#### WHAT TO DO
In the entries below, find each line with the word "lawn" and return it.

#### DATA EXTRACT
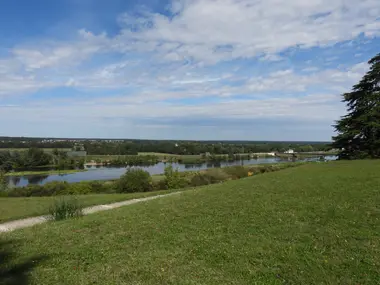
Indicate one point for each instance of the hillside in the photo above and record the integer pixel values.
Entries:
(315, 224)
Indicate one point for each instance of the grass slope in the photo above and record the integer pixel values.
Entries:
(316, 224)
(18, 208)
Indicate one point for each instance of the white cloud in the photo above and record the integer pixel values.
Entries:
(252, 28)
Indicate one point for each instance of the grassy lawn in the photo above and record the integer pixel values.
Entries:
(47, 172)
(17, 208)
(314, 224)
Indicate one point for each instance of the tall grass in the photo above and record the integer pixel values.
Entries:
(66, 208)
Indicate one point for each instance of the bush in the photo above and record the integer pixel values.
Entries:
(135, 180)
(216, 175)
(236, 172)
(65, 208)
(200, 179)
(173, 178)
(80, 188)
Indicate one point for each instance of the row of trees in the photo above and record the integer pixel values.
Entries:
(191, 148)
(180, 147)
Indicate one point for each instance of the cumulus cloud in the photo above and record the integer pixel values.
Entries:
(199, 49)
(211, 31)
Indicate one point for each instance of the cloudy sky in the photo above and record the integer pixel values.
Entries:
(186, 69)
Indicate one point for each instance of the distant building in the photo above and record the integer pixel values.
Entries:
(80, 153)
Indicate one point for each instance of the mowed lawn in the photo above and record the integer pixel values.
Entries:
(18, 208)
(314, 224)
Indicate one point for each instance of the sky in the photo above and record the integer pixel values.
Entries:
(182, 69)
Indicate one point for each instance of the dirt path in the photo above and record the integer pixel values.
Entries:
(28, 222)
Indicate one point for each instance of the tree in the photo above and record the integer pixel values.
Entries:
(359, 130)
(3, 181)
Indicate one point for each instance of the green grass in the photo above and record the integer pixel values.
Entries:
(18, 208)
(47, 172)
(314, 224)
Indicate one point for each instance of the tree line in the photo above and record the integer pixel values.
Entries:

#### TASK RESPONSE
Indicate one point for each instance of the grassy lawn in the photo above and record the integer pixel values.
Indicate one point for each instance of the mowed lawn in the photo above and record the integer pixel values.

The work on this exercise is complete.